◆ **Task to carry out**
Transcribe the records below exactly as they appear.

◆ **Supplied data**
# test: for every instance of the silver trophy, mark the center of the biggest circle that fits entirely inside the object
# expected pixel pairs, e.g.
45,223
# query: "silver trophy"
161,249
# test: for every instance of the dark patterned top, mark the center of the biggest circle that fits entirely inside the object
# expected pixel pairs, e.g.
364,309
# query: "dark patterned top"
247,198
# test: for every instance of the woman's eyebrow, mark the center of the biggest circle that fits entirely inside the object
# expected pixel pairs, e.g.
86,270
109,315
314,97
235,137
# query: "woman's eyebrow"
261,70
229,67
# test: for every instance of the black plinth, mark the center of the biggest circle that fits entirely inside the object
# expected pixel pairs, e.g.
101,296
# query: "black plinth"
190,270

◆ **Complete answer**
# test: for every instance of the silver trophy, mark the center of the biggest circle that fits entirely inside the object
# expected pixel pairs, e.g.
45,223
# query: "silver trophy"
161,249
# test: for every instance of the dark patterned top, mark the center of the biggest circle that fits entirely inside the object
# expected pixel pairs, e.g.
364,309
# query: "dark patterned top"
247,198
# test: for every instance of the woman's eyebrow, mark the center of the biggest circle that fits entirely inside the object
# expected pixel pairs, e.g.
86,270
109,315
314,97
235,137
# query: "woman's eyebrow"
261,70
229,67
# test: for every instance of the black plinth, mark the center of the biggest circle that fits entirely inside the object
# expected pixel pairs, e.g.
101,296
# query: "black plinth"
190,270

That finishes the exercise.